DATA PROVIDED:
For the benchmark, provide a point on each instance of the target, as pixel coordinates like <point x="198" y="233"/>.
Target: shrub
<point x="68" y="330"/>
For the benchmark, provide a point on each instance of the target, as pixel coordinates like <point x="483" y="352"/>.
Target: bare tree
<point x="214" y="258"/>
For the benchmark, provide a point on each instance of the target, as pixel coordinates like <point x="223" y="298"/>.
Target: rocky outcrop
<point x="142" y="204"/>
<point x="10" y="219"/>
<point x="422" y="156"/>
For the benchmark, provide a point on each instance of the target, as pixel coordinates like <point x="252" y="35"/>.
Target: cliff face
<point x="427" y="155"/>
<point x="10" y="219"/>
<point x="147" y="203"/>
...
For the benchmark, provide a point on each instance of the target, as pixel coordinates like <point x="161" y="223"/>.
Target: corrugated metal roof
---
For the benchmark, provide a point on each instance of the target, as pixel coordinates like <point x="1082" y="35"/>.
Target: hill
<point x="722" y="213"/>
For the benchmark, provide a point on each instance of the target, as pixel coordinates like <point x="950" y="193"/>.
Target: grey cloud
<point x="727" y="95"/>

SHORT EXERCISE:
Pull out every line above that contains the string "benchmark", matching uppercase and lowercase letters precisely.

SOLUTION FOR THIS TASK:
For the benchmark, provide a point on each instance of the target, as pixel coordinates like <point x="198" y="233"/>.
For the benchmark, provide a point on each instance of the target, as pixel coordinates like <point x="483" y="352"/>.
For the benchmark, provide a point on each instance of the target, as pixel coordinates like <point x="223" y="298"/>.
For the benchmark, provide a point on each instance of the target, as pixel coordinates like <point x="252" y="35"/>.
For the benchmark, provide a point on each instance of the target, as pixel coordinates like <point x="161" y="223"/>.
For the benchmark, provide a point on each instance of the target, as pixel coordinates like <point x="1082" y="35"/>.
For the benchmark, provide a point on each instance of the target, as pixel coordinates like <point x="950" y="193"/>.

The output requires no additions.